*** Records for the task Section Begins ***

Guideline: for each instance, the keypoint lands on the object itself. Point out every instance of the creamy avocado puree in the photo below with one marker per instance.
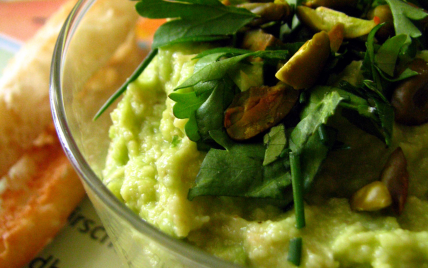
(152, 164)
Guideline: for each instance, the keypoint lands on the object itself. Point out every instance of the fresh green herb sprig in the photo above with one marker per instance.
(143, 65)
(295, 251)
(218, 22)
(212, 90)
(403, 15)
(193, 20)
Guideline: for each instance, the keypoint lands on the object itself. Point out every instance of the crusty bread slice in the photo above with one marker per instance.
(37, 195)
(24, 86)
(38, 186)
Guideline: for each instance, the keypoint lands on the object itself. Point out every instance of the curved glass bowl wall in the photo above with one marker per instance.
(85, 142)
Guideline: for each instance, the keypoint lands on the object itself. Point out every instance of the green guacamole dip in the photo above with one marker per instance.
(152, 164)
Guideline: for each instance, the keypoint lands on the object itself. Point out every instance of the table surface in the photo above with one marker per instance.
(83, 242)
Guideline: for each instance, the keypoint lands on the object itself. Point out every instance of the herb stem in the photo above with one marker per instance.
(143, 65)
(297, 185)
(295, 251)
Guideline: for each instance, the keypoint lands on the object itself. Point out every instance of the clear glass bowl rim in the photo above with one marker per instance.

*** Records for the task Section Ends ***
*** Records for the task Section Begins ***

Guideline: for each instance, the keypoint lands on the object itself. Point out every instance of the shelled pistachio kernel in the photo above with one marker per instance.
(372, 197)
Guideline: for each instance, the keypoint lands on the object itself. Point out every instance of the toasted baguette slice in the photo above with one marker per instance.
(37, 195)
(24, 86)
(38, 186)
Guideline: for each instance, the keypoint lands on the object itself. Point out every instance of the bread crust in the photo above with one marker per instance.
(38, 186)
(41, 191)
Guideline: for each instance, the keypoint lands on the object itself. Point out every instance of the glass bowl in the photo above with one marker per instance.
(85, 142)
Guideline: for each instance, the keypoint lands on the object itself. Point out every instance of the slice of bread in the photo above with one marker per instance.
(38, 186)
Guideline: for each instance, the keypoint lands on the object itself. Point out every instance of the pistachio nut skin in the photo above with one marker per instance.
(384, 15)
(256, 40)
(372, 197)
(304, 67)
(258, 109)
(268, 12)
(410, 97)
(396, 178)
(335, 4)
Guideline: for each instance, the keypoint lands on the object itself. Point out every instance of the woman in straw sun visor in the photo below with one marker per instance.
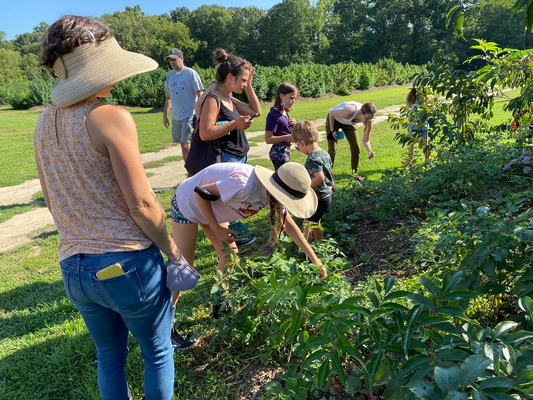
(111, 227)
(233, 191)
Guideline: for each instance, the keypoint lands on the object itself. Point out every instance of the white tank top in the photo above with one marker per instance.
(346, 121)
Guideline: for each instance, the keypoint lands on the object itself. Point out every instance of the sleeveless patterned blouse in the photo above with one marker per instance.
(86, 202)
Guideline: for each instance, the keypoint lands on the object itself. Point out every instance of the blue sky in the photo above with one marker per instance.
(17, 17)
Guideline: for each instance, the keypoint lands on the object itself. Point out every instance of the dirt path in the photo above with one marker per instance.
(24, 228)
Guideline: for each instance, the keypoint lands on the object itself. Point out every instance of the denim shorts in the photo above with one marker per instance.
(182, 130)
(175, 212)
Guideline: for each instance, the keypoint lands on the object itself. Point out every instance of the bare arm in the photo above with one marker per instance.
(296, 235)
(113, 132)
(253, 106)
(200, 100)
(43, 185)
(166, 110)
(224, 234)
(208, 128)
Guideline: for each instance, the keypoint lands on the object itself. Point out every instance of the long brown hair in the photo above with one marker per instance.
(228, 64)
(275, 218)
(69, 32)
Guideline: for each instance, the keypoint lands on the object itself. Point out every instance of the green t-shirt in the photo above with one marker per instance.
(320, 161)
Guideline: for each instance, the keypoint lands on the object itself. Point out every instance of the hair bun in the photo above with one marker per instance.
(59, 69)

*** Records for the task Section Ends ***

Task directions: Copy word for word the stretch of entries above from the line that has "of the curved" through the line that has "of the clear", both ends included, and nothing outside it.

Your response:
Guideline: for each instance, the keypoint lands on the object itself. Point out every instance of the curved glass bowl wall in the photo above with one marker per instance.
(85, 142)
Guideline: for each instance, the keypoint lands on the object itself. Point out every instance of the green guacamole dip in the photo above with one marker per instance.
(152, 164)
Guideline: for each instance, the keypoint lands on the object itself. Point out every instance of the table surface in the photo above with one marker per instance.
(83, 242)
Guideline: for each instance, the keypoint lands on the object itself. Point out every instance of the herb stem in the photo above with one marker per instance.
(143, 65)
(297, 185)
(295, 251)
Guideline: for each instance, the keypoint lands on the object itself. Point out every instance of the clear glass bowl rim in the photo above with one marker per instance.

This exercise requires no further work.